» **PROBLEM REQUIREMENTS**:
The records sit below this line. Repeat all of them exactly.

(INPUT MATERIAL Opens)

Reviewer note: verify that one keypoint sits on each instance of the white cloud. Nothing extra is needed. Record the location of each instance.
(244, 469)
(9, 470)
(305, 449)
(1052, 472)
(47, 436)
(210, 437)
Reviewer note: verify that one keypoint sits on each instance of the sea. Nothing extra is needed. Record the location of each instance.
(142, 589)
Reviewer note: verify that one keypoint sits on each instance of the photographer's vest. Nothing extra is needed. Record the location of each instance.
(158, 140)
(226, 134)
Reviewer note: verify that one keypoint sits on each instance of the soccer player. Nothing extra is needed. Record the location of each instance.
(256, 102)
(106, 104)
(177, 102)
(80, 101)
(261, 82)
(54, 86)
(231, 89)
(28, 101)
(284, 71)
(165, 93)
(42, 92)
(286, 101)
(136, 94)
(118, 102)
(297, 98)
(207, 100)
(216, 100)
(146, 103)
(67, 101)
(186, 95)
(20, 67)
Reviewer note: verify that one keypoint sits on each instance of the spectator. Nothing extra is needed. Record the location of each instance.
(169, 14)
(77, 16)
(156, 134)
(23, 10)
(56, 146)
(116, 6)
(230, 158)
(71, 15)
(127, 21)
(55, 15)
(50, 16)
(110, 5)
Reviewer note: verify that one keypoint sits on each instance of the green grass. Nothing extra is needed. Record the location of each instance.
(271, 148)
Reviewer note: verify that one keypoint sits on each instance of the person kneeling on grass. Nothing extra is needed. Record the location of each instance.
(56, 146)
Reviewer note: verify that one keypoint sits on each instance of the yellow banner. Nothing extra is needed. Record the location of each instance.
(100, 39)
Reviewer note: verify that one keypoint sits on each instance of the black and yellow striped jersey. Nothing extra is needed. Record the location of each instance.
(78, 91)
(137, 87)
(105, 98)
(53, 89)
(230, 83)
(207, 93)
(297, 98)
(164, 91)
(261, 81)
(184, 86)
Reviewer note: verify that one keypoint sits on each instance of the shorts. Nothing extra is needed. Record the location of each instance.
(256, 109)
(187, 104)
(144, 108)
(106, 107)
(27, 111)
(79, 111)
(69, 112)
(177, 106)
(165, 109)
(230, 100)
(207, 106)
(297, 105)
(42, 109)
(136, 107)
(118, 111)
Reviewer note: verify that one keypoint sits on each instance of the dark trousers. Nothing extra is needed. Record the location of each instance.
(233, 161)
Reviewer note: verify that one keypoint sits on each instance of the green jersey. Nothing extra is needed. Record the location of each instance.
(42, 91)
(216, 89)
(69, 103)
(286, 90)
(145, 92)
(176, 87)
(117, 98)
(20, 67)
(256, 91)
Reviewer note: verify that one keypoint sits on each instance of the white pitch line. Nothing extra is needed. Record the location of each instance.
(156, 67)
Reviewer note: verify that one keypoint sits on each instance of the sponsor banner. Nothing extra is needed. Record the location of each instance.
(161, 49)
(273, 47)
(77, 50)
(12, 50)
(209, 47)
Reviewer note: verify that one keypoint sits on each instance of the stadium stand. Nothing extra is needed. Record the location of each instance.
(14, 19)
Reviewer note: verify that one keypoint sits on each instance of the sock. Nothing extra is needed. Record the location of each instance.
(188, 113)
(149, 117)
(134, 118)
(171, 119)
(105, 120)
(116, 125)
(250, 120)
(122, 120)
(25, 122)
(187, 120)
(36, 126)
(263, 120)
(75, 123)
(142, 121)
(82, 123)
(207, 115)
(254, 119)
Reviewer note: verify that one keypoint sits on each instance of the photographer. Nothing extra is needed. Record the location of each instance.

(INPUT MATERIAL Closes)

» **EXERCISE OUTPUT**:
Reviewer note: verify that one keypoint sits on each instance of the white cloud. Nothing extra is needed. Record the location of each instance.
(244, 469)
(9, 470)
(305, 449)
(1052, 472)
(47, 436)
(210, 437)
Reviewer note: verify that one keypoint sits on each instance of the sea. Nothing extra is needed. Record the location of each instance.
(142, 589)
Reviewer note: verify that one keypoint sits on each instance of the photographer's vest. Nothing extra is needed. Record the location of each instance.
(158, 140)
(226, 134)
Reviewer note: verify that one keypoint sits on each instance of the soccer player. Nothing extra is needed. Record the location of each instance.
(256, 102)
(106, 104)
(177, 102)
(80, 101)
(261, 82)
(54, 86)
(231, 89)
(28, 101)
(284, 71)
(165, 93)
(42, 92)
(286, 101)
(136, 94)
(118, 102)
(297, 98)
(207, 100)
(216, 100)
(146, 103)
(67, 101)
(186, 95)
(20, 67)
Reviewer note: verify that one keypoint sits on each instance of the spectator. Nothing extra is needed. Record the location of each instance.
(169, 14)
(77, 16)
(156, 134)
(23, 10)
(56, 146)
(116, 6)
(230, 158)
(71, 15)
(127, 21)
(55, 15)
(50, 16)
(110, 5)
Reviewer note: verify that one keypoint sits on each instance of the green grass. Nothing extra is needed. Record the location of each instance.
(271, 148)
Reviewer note: verify that one keypoint sits on each instance of the person kneeling on grass. Nothing extra is needed. Record the location of each instance.
(56, 146)
Reviewer note: verify that one keypoint sits on each instance of the yellow banner. Nothing extra is needed. Record the location of each instance.
(100, 39)
Reviewer note: verify that one keypoint sits on each instance of the black and yellow striped jersey. Nothing extra is needed. Record the location of each instance.
(78, 91)
(137, 87)
(105, 98)
(53, 89)
(230, 83)
(207, 93)
(297, 98)
(164, 91)
(261, 81)
(184, 86)
Reviewer note: verify that one keypoint sits on each instance of the shorts. Nothing extra is needed. Record the location of each instance.
(256, 109)
(187, 104)
(144, 108)
(106, 107)
(27, 111)
(79, 111)
(69, 112)
(177, 106)
(165, 109)
(230, 100)
(207, 106)
(297, 105)
(42, 109)
(136, 107)
(118, 111)
Reviewer note: verify that one keypoint sits on each instance of the dark trousers. Nothing extra is needed. Record the location of each instance.
(233, 161)
Reviewer note: verify that one keypoint sits on each instance of the green jersey. Nothing extra is needed. Record the location of each instance.
(42, 91)
(216, 89)
(69, 103)
(286, 90)
(145, 92)
(176, 87)
(117, 98)
(20, 67)
(256, 91)
Reviewer note: verify that one keypoint sits on each instance of the white pitch line. Nothing extra is needed. Record the location of each instance.
(156, 67)
Reviewer note: verify that one keypoint sits on each instance of the sponsor banner. Nothing extra is needed. Record the location of each instance.
(161, 49)
(273, 47)
(77, 50)
(12, 50)
(209, 47)
Reviewer note: verify that one keypoint sits on each instance of the stadium stand. Nothing extra is needed. Record the location of each instance.
(14, 19)
Reviewer note: verify that one keypoint sits on each instance of the sock. Nothing extra is needed. Record the location of each instance.
(188, 113)
(149, 117)
(134, 118)
(171, 119)
(105, 120)
(116, 125)
(250, 120)
(122, 120)
(25, 122)
(187, 120)
(36, 126)
(263, 120)
(75, 123)
(142, 121)
(82, 123)
(207, 115)
(254, 119)
Reviewer note: verify that one keypoint sits on each instance of the photographer. Nothing extra is needed. Record the location of each instance.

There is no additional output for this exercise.